▶ Study material:
Start of Block
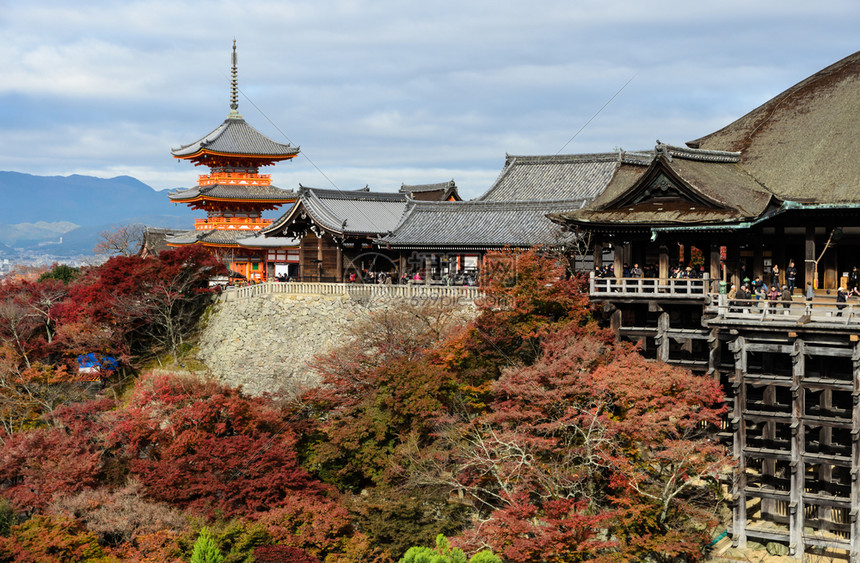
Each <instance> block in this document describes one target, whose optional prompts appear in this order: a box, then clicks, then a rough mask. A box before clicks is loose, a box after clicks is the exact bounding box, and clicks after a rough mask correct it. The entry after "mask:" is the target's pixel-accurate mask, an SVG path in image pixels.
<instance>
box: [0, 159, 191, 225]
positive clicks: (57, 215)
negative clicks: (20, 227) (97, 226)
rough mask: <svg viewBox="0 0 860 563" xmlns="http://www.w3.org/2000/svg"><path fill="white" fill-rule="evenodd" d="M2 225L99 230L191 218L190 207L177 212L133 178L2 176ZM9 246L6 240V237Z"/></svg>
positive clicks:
End of Block
▶ Action item: Render the listing from its start up to and including the line with "negative clicks: (20, 227) (97, 226)" as a JSON list of strings, one string per line, with blank lines left out. Leave the pictures out of the answer.

▶ Answer box:
[
  "Each <instance> block in this document describes one target, whose optional prompts appear in this order: a box, then clicks, then a rough mask. A box before clicks is loose, a box after clicks is the exact bounding box, and clicks after a rough mask correct it. The entry after \"mask:\" is the target's pixel-accurate mask, an SVG path in image pixels.",
  "<instance>",
  "box: [0, 159, 191, 225]",
  "positive clicks: (57, 215)",
  "negative clicks: (20, 227) (97, 226)"
]